What the exercise asks:
Reproduce the listing below line for line, changing nothing.

** START OF Provided entries **

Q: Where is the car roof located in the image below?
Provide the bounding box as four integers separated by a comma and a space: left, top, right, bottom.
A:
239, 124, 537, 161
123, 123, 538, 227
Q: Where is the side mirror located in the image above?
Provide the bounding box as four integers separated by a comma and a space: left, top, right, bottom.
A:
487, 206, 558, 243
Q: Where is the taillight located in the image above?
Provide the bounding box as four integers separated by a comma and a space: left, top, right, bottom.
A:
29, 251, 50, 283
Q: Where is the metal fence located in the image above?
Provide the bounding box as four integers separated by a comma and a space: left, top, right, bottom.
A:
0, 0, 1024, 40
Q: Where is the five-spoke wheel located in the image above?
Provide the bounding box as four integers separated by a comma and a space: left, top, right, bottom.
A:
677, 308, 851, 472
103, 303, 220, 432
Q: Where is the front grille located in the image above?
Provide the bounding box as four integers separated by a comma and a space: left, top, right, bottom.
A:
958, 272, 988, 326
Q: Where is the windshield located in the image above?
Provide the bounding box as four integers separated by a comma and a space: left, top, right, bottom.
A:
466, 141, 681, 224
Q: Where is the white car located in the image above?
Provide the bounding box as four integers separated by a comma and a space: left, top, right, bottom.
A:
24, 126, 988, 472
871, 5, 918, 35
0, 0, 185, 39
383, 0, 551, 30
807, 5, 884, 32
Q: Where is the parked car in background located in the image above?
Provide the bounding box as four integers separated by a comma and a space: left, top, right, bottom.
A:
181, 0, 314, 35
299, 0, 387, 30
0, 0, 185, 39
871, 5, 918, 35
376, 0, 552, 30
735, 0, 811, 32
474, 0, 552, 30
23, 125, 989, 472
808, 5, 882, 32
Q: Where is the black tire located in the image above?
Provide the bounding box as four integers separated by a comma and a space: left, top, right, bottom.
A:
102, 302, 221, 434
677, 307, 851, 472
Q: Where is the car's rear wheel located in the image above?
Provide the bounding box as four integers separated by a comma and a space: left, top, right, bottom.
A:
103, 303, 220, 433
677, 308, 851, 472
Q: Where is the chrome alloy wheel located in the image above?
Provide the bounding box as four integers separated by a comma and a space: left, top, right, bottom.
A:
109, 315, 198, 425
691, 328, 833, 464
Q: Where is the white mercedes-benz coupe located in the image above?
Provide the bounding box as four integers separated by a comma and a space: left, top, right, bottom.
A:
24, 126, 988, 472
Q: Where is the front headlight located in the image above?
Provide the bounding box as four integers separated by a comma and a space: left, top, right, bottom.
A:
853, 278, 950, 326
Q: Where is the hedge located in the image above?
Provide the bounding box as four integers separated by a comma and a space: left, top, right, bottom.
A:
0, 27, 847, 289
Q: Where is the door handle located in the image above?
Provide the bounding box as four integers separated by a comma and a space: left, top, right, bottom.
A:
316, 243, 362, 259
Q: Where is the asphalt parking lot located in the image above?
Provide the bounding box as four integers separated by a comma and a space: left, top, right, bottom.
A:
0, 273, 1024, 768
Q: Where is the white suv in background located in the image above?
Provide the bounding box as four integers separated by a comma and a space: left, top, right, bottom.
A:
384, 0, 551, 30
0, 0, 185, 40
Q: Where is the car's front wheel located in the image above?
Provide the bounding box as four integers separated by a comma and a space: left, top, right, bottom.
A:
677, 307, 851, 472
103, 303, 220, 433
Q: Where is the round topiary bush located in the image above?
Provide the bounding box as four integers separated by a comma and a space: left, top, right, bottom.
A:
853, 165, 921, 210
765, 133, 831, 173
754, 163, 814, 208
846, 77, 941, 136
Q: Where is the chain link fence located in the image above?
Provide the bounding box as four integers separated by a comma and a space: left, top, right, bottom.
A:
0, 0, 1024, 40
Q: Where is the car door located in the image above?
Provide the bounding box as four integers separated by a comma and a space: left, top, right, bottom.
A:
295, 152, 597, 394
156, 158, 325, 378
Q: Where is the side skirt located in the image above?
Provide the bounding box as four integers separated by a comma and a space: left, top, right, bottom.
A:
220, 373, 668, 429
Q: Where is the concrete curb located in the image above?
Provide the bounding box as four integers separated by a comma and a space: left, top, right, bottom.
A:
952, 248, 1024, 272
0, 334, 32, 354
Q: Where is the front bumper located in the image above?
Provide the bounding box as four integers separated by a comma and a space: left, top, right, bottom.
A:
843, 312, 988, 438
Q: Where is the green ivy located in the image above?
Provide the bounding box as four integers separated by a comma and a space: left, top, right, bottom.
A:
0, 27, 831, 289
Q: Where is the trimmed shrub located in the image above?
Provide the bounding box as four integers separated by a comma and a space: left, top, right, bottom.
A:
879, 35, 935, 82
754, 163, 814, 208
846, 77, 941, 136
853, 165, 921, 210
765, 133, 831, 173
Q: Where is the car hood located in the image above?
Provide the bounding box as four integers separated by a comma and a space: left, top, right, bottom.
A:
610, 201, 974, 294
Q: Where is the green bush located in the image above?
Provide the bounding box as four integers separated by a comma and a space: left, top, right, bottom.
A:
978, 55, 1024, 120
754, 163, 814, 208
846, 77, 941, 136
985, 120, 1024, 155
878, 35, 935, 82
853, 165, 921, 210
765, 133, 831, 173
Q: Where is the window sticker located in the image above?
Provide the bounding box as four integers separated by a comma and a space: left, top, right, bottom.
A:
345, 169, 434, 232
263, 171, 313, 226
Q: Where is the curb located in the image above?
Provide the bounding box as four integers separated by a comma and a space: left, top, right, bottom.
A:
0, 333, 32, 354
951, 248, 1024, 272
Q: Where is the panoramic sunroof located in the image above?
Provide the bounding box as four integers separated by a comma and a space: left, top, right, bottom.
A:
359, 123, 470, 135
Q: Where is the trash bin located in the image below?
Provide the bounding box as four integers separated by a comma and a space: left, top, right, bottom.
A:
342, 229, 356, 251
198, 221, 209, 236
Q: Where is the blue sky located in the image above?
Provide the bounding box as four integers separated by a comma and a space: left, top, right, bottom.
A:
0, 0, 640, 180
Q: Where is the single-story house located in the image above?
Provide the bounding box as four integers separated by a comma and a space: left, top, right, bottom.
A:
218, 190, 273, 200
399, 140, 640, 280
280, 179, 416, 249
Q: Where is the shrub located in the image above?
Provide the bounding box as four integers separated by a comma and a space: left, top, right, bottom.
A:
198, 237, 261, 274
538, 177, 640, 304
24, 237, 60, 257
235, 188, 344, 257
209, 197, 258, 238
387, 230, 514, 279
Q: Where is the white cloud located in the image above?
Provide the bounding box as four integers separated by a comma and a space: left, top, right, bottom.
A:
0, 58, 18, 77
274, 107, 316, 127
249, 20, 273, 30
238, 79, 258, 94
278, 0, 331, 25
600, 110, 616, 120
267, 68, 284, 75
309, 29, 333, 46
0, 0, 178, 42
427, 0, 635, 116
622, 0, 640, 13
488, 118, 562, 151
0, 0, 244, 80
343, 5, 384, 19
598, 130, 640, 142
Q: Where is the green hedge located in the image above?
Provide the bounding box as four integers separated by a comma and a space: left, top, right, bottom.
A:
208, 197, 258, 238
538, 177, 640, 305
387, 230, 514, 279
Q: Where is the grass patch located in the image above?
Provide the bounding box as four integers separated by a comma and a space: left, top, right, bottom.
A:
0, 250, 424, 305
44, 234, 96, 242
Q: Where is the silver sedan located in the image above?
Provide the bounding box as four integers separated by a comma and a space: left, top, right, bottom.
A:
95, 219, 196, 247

** END OF Provided entries **

Exercise response:
Q: Where is the car roof located in the image below?
Provide the bounding box as four integers separated by a comma and a space: left, top, right, bottom.
A:
239, 124, 537, 161
123, 123, 538, 227
Q: Where is the side mirror located in the image above?
Provide the bounding box as four integers separated by a comma and a space: left, top, right, bottom.
A:
487, 206, 558, 243
Q: Where is the taillight located in the image above?
Provide the bounding box as four integers separated by a comma and a space: left, top, right, bottom.
A:
29, 251, 50, 283
Q: Where is the metal fence located in the image above?
Provide the bounding box as four integers separated by a comma and a space: left, top, right, bottom.
A:
0, 0, 1024, 40
Q: Where is the five-spoke wheel located in the image above?
Provide the bounding box as four integers separated by a comma and a space: left, top, right, bottom.
A:
677, 308, 851, 472
103, 303, 220, 432
Q: Where is the front grille located in the image above?
Provide the bounding box as four integers separated by a comma and a space: left, top, right, bottom.
A:
958, 272, 988, 326
Q: Where is the windshield located in the image above?
Provide the bounding box as four integers separated by a comma and a space: left, top, right, bottom.
A:
466, 141, 681, 224
Q: Where is the white car located in the image above?
Provide the bounding box as four integers separated by a comma and a space: left, top, right, bottom.
A:
24, 126, 988, 472
871, 5, 918, 35
0, 0, 185, 39
383, 0, 551, 30
807, 5, 884, 32
Q: Where is the parked car in background located in the image above?
Provide the bounding box as four integers separated by a comma and a space: left, top, right, bottom.
A:
181, 0, 314, 35
299, 0, 387, 30
0, 0, 185, 39
871, 5, 918, 35
376, 0, 552, 30
735, 0, 811, 32
474, 0, 552, 30
23, 125, 989, 472
808, 5, 882, 32
Q: Where is the black tire located in the image above?
Provide the bounding box as four integers separated by a comma and a space: left, top, right, bottom.
A:
102, 302, 221, 434
677, 307, 851, 472
Q: Where is the car's rear wheel located in the image above?
Provide the bounding box as four integers separated by a comma and a space: left, top, right, bottom.
A:
103, 303, 220, 433
677, 308, 851, 472
Q: Where is the chrome alloy wheel located in the image above?
Provide the bounding box as four integers separated by a comma and a space: left, top, right, bottom.
A:
109, 315, 198, 425
691, 328, 833, 464
Q: Where is the white mercedes-benz coupe located in the image above?
Provide the bounding box as four integers separated by a comma and a space: left, top, right, bottom.
A:
24, 126, 988, 472
Q: Where is the front headlight located in the image above?
Provide the bounding box as four integers separated by a comma and a space: left, top, right, bottom.
A:
853, 278, 950, 326
Q: Where is the hedge located in the image above?
Provide the bounding box as four integers separated by a comma and a space: left, top, right, bottom.
A:
0, 27, 847, 289
Q: Where is the door handle located in the image above?
Provide the bounding box as four integers separated by a comma and a space: left, top, right, bottom.
A:
316, 243, 362, 259
Q: Where is the asphalt parking lot located in the image above?
Provide the bounding box as four integers separated by a comma and a space: left, top, right, bottom.
A:
0, 273, 1024, 768
Q: Where is the white suv in background located in the image above?
Provide the bounding box as four integers separated by a comma and a space: left, top, right, bottom.
A:
384, 0, 551, 30
0, 0, 185, 40
Q: Where is the car's front wheel located in the image above?
Provide the bounding box as four integers separated by a comma and a space: left, top, right, bottom.
A:
677, 307, 851, 472
103, 303, 220, 433
Q: Where is the round topiary bush located in the image above?
Provide the bounding box as four integers separated by a comma and a space: left, top, right, bottom.
A:
853, 165, 921, 210
765, 133, 831, 173
754, 163, 814, 208
846, 77, 941, 136
Q: Where is the chain link fence located in the image above?
Provide the bounding box as four integers separated by a comma and a space: left, top, right, bottom.
A:
0, 0, 1024, 40
Q: Where is the car door located in the image above?
Provide the bounding box as four integers separated by a comma and a space: left, top, right, bottom.
A:
295, 152, 597, 394
156, 158, 325, 378
Q: Where is the side skirt located in the image above?
Provide the bounding box as four integers separated by a comma and a space: left, top, right, bottom.
A:
220, 373, 668, 429
Q: Where is the concrete curb located in the image above?
Provide the bounding box as four integers separated by a comma and a space: left, top, right, bottom.
A:
952, 248, 1024, 272
0, 334, 32, 354
Q: Where is the front bumper located in the image above?
Provide the bounding box as four integers separated by a comma and a space: left, top, right, bottom.
A:
843, 312, 988, 438
Q: Where is the green ivy located in the image above?
Provide the bounding box as four integers separated by a comma and a space: left, top, right, bottom.
A:
0, 27, 831, 289
Q: Where is the trimmed shrub located in the image above?
Provide the bounding box as four integers separated by a comma and a space: left, top, right, bottom.
A:
879, 35, 935, 82
754, 163, 814, 208
846, 77, 941, 136
853, 165, 921, 210
765, 133, 831, 173
Q: Where is the car hood located in the image above?
Provide the bounding box as four integers separated by a comma and a space: left, top, right, bottom.
A:
610, 201, 974, 294
Q: Where is the green bush located in the image above?
Provide the bounding box as four integers separated by a comma and a space: left, top, right, bottom.
A:
978, 55, 1024, 120
754, 163, 814, 208
846, 77, 941, 136
985, 120, 1024, 155
878, 35, 935, 82
853, 165, 921, 210
765, 133, 831, 173
Q: Where is the window sticker located in the image above?
Provide the bounding box as four integers separated by a comma and a space: left, top, right, bottom.
A:
345, 169, 434, 232
263, 171, 313, 226
Q: Where is the curb located in the image above?
Provide the bounding box as four integers separated by a comma and a space: left, top, right, bottom.
A:
0, 333, 32, 354
951, 248, 1024, 272
Q: Where is the panoramic sunroof located in the image above?
Provide the bounding box as four integers separated by a comma and a space: left, top, right, bottom.
A:
359, 123, 470, 135
Q: Where is the trash bin located in the image below?
Provide the bounding box as four integers separated by a comma and a space: left, top, right, bottom.
A:
342, 229, 356, 251
198, 221, 209, 236
Q: Where is the blue sky located in the image above?
Provide the bounding box as four integers separated by a comma and a space: left, top, right, bottom.
A:
0, 0, 640, 180
Q: Where is the single-story house located in the image above?
Provide the bounding box as four integers separated by a comma and a space: left, top, right, bottom.
A:
218, 190, 273, 200
399, 140, 640, 280
280, 179, 416, 249
Q: Where is the shrub located in the image above?
Provide the bounding box as four integers separated by a comma and a space: left, top, right, bottom.
A:
198, 237, 261, 274
538, 177, 640, 304
24, 237, 60, 257
235, 188, 344, 257
209, 197, 258, 238
387, 230, 514, 279
Q: Where is the white cloud located in the image above?
Provide the bounding box as four integers separated by a comma and a space: left, top, right, bottom.
A:
0, 58, 18, 77
274, 107, 316, 127
249, 20, 273, 30
238, 79, 258, 94
278, 0, 331, 25
600, 110, 616, 120
267, 68, 284, 75
309, 29, 333, 46
0, 0, 178, 42
427, 0, 635, 116
622, 0, 640, 13
488, 118, 562, 151
0, 0, 244, 80
343, 5, 384, 19
598, 130, 640, 142
Q: Where is the green hedge located in the image above?
Provide the bounding box as four integers separated by a comma and a space: left, top, right, bottom.
A:
208, 197, 258, 238
538, 177, 640, 305
387, 230, 514, 279
Q: Where is the grass patch located in the image above?
Provide the bounding box as four integers separated by a comma and a space: left, top, right, bottom.
A:
0, 250, 424, 305
44, 234, 96, 242
Q: Where is the silver sedan located in the image above?
Provide the bounding box as four integers separated by a comma and a space: left, top, right, bottom.
A:
95, 219, 196, 247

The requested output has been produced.